__WRITTEN REQUEST A__:
Decide whether each statement agrees with the passage on the metric system below. Answer yes or no for each and quote the exact words of the passage that settle it. (i) Twelve has twice as many useful factors as ten. (ii) The time of day in hours, minutes and seconds is a metric measurement. (iii) The metric system subdivides its units in powers of ten.

[START OF DOCUMENT TEXT]

Access to Energy

10 HOURS TO THE DAY

International use: that is not what makes the SDRs bad. International standards are highly convenient: It is more convenient for an American to drive in Germany than in Britain, because the British drive on the left. But the best example surely is the system of measurement that is truly international (as well as used in all strata within a nation): the time of day in hours, minutes and seconds. It is neither metric nor English, it is Babylonian; but whatever it is, it has not led to world government.

Only a dreamer would suggest dividing the day into 10 hours of 1000 millihours each. If you want convenience, you must count on tradition and what people are used to; you cannot force something on them just because it is better for the mathematicians. But now watch out: that was an argument for the metric system, not against it.

For the metric system is not smarter than the English system because the radius of the earth is 3760 kilometers instead of 2350 miles. (Quite the contrary: the 12-pence shilling was smarter than the 100-cent dollar because you could divide it exactly into thirds.) What the metric system does is respect a tradition older than any ideology: that man has ten fingers and that his numbering system, including the names given to the numbers, is based on the number ten. It is a poor number as a base, for it has only two useful factors (2,5). Twelve, with double the factors (2,3,4,6) would have been better, as the Babylonians and Anglo-Saxons evidently realized with hours and inches. And if man had 8 fingers on each hand, his number system, arithmetically and linguistically, might have been hexadecimal, which would have allowed him to program computers in machine language, so to speak, on his fingers.

The metric system abandons such idle dreams and bows to tradition: It subdivides its units in powers of ten.

[END OF DOCUMENT TEXT]
[START OF SUPPLIED ENTRIES]

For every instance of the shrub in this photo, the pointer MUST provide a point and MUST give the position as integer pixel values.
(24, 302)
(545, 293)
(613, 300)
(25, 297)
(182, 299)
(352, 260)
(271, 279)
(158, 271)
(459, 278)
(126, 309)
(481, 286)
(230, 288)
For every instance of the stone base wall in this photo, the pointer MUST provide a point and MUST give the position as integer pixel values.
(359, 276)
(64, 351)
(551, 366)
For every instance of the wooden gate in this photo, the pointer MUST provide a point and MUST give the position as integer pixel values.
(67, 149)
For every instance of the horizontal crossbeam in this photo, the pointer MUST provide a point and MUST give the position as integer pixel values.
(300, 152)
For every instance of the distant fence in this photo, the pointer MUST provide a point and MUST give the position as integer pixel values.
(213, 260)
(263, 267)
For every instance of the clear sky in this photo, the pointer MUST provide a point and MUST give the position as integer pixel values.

[END OF SUPPLIED ENTRIES]

__WRITTEN REQUEST B__:
Pull out each line of the listing above that contains the word "wooden".

__CORRECT RESPONSE A__:
(i) Yes: "Twelve, with double the factors (2,3,4,6) would have been better"
(ii) No: "It is neither metric nor English, it is Babylonian"
(iii) Yes: "It subdivides its units in powers of ten."

__CORRECT RESPONSE B__:
For every instance of the wooden gate in this photo, the pointer MUST provide a point and MUST give the position as integer pixel values.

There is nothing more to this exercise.